Point-per-instance localization data
=== Section Start ===
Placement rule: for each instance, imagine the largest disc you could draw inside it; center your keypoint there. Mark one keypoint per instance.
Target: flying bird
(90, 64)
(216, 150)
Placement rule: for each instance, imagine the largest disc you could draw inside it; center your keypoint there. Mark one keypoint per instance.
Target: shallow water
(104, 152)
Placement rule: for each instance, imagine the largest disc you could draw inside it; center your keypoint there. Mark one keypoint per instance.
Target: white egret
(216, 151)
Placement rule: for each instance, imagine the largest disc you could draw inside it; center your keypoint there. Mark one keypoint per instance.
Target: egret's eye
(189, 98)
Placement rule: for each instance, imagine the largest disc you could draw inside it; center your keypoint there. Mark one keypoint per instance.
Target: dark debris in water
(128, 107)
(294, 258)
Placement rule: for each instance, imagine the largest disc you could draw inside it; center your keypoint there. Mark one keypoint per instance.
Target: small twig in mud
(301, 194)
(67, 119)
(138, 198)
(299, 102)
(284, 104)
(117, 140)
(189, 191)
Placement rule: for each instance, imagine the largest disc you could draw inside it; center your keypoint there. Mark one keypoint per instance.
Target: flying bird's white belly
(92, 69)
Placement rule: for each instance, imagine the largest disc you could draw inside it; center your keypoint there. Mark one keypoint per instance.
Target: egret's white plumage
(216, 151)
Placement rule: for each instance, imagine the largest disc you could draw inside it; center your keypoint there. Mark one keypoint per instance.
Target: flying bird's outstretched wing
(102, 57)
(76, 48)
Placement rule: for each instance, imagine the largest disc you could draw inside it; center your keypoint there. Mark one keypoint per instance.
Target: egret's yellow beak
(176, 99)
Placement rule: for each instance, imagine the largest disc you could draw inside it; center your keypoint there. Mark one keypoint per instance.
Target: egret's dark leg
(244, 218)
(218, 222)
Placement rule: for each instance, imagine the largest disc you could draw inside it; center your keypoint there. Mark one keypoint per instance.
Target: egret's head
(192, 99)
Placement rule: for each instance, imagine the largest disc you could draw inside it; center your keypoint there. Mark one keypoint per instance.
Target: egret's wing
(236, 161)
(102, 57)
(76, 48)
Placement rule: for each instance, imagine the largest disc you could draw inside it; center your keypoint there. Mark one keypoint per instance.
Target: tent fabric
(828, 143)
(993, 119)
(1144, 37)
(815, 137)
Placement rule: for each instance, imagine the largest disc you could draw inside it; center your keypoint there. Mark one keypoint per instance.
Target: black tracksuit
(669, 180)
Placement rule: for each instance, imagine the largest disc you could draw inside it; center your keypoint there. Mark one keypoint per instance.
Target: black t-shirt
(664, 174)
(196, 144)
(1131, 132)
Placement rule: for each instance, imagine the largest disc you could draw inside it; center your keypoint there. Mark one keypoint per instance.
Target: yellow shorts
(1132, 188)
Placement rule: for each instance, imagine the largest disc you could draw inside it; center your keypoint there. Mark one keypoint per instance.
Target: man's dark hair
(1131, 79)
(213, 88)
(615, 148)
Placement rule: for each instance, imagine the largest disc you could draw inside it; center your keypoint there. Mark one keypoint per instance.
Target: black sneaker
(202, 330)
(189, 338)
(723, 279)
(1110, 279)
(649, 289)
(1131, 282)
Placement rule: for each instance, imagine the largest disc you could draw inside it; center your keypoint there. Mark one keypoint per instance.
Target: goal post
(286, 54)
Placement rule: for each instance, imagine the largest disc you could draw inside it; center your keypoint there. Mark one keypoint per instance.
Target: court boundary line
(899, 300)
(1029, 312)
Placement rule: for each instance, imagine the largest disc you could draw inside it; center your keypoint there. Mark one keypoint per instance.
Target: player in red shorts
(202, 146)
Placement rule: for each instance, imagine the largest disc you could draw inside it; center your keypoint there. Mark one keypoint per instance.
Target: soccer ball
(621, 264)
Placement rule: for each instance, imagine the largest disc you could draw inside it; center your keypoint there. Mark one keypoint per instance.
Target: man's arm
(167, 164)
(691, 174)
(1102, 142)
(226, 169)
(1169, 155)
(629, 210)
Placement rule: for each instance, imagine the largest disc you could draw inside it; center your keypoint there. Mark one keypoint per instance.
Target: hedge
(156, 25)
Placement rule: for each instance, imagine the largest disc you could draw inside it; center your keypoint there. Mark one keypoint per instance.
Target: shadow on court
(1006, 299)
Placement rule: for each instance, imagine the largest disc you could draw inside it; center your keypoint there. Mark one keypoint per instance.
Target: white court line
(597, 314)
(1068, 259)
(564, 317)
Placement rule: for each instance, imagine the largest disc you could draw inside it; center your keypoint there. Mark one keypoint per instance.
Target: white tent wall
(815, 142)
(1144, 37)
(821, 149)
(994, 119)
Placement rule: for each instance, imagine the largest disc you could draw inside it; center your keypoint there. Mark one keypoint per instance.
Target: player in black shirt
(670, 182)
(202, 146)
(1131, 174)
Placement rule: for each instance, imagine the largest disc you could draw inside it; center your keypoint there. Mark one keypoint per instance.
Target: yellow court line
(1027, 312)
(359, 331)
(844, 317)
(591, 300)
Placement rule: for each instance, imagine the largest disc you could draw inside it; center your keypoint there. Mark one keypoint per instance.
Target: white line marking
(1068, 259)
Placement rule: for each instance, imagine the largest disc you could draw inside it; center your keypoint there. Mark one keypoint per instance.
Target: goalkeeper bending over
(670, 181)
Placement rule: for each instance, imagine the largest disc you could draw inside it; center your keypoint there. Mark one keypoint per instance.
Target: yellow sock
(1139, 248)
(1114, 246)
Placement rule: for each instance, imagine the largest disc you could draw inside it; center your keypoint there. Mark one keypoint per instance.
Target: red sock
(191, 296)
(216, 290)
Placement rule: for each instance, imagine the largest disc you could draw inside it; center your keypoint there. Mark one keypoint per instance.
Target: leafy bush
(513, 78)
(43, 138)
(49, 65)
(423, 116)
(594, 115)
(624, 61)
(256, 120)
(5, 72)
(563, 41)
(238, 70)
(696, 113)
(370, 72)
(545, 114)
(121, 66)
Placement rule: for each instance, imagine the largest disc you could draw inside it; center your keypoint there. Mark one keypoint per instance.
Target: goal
=== Section End ===
**What this task involves**.
Exactly as they stand, repeat all the records.

**Result for this exercise**.
Placement rule: for each instance, imagine the largest disc you could draw inside it; center your keypoint there. Mark one keypoint per instance.
Target: flying bird
(90, 64)
(216, 150)
Placement rule: for each instance, imagine the largest disc you could draw inside it; center your keypoint there. Mark one keypoint per instance.
Target: shallow water
(104, 152)
Placement rule: for each instance, imagine the largest disc you could draw inside it; center your keypoint there. Mark one keypoint per instance.
Target: white egret
(216, 151)
Placement rule: for each instance, imagine the largest disc you could draw inside it; center your keypoint there. Mark one keypoint per instance.
Target: egret's eye
(189, 98)
Placement rule: for each instance, imagine the largest disc you could draw inside it; center your keypoint there. Mark one keypoint per instance.
Target: dark debris in water
(128, 107)
(294, 258)
Placement rule: for each instance, imagine the largest disc you could draw inside it; center your keypoint there. Mark one keypoint per instance.
Target: small twig in mud
(301, 194)
(67, 119)
(138, 198)
(299, 102)
(284, 104)
(117, 140)
(189, 191)
Placement rule: for each instance, imagine the largest disc you could draw inside it; center your keypoint there. Mark one keypoint per instance.
Target: flying bird's white belly
(92, 69)
Placement rule: for each instance, imagine the largest disc you could draw inside it; center your keypoint there. Mark one keypoint per instance.
Target: egret's white plumage
(216, 151)
Placement rule: for each instance, imagine the largest disc you could draw inside it; center your keypoint there. Mark one keypoint per instance.
Target: flying bird's outstretched wing
(102, 57)
(76, 48)
Placement rule: for each instance, imagine the largest disc you could draw inside it; center your keypoint there. Mark one keypoint per instance.
Target: egret's yellow beak
(176, 99)
Placement rule: for each instance, imagine the largest disc you could draw inside it; center your keypoint there. Mark one keypoint per instance.
Target: egret's dark leg
(244, 218)
(218, 222)
Placement rule: for each instance, imagine the largest disc you could draw inside it; center your keypoint there. Mark one keypoint per instance.
Target: egret's head
(192, 99)
Placement rule: for each instance, imagine the largest disc you could draw inside it; center your keypoint there. Mark one keypoint per instance.
Target: egret's wing
(236, 161)
(102, 57)
(76, 48)
Placement rule: for each instance, imagine the largest disc you could draw inside it; center your keypoint there. Mark one keypoint per instance.
Target: tent fabric
(828, 143)
(993, 119)
(1144, 37)
(815, 137)
Placement rule: for each instance, imagine the largest disc you could draw inside it; center your keypoint there. Mark one keypoint per instance.
Target: black tracksuit
(669, 180)
Placement rule: for each instance, imagine the largest disc you could draw inside it; center your keypoint there. Mark one keypoint per instance.
Target: black t-shirt
(664, 174)
(196, 144)
(1131, 132)
Placement rule: for each instance, imagine the largest disc you could draw inside it; center your keypoint there. Mark one keypoint per instance.
Target: yellow shorts
(1132, 188)
Placement rule: for each instance, imagine the largest disc you could draw inside it; center your keypoint there. Mark one keypoint per instance.
Target: man's dark hair
(1131, 79)
(213, 88)
(615, 148)
Placement rule: for each instance, imagine the largest disc you could draw inside it; center your keypoint there. Mark one keypoint per instance.
Target: black sneaker
(202, 330)
(189, 338)
(723, 279)
(1110, 279)
(649, 289)
(1131, 282)
Placement rule: for each instance, imagine the largest disc you could draw inside it; center your keypoint there. Mark one keypoint per instance.
Target: goal post
(286, 54)
Placement rule: for each instance, imagine the largest disc you could draw inside it; center your keypoint there. Mark one keypoint per instance.
Target: court boundary line
(899, 300)
(1029, 312)
Placement rule: for each instance, imagine the largest disc you could draw inside it; center your keypoint there. Mark one keypoint per instance.
Target: player in red shorts
(202, 146)
Placement rule: for each instance, imagine the largest disc you could draw inside it; center your keypoint there. Mark one keypoint per instance.
Target: soccer ball
(621, 264)
Placement rule: for each instance, imagine the largest disc you could draw inside it; center your keypoint there. Mark one keypoint per instance.
Target: man's arm
(167, 164)
(691, 174)
(1102, 142)
(226, 169)
(1169, 155)
(629, 210)
Placement rule: for each instance, imagine the largest disc you could draw inside it; center your keypoint there. Mark one keypoint per instance.
Target: hedge
(156, 25)
Placement rule: for each instance, imagine the largest disc you could draw inside it; center your keypoint there. Mark one keypoint per instance.
Target: shadow on court
(1006, 299)
Placement rule: for each instance, imagine the largest disc you could draw inside it; center your keypoint there. Mark one keypoint per instance.
Target: white court line
(597, 314)
(1068, 259)
(564, 317)
Placement rule: for each instance, imagine the largest disc you could draw inside it; center your keypoint there. Mark one keypoint per instance.
Target: white tent wall
(815, 142)
(1144, 37)
(821, 149)
(994, 119)
Placement rule: for each instance, imagine the largest disc you could draw inside it; center your keypoint there. Mark one keypoint per instance.
Target: player in black shirt
(670, 182)
(202, 146)
(1131, 174)
Placement rule: for each instance, imagine the largest disc you could draw inside it; center your keypoint there. Mark one keypoint per instance.
Target: yellow court line
(1027, 312)
(359, 331)
(844, 317)
(591, 300)
Placement rule: for each instance, imagine the largest disc you could draw inside it; center your keypoint there. Mark one keypoint per instance.
Target: white line marking
(1068, 259)
Placement rule: for each instance, imagine the largest disc you could draw inside it; center your keypoint there. Mark one keypoint per instance.
Target: goalkeeper bending over
(670, 181)
Placement rule: for each instance, imagine the largest disc you could draw inside it; center your keypoint there. Mark one keypoint per instance.
Target: yellow sock
(1139, 248)
(1114, 246)
Placement rule: for each instance, imagine the largest disc you could draw inside it; center your keypoint there. Mark one keypoint per instance.
Target: red sock
(191, 296)
(216, 290)
Placement rule: for each instance, imagine the largest disc you could draw inside it; center your keypoint there. Mark one keypoint per instance.
Target: leafy bush
(513, 78)
(43, 138)
(49, 65)
(423, 116)
(594, 115)
(624, 61)
(256, 120)
(5, 72)
(563, 41)
(238, 70)
(696, 113)
(370, 72)
(545, 114)
(121, 66)
Placement rule: for each instance, imagine the largest disc you could draw inside it; center your keypoint there. Mark one keypoint per instance.
Target: goal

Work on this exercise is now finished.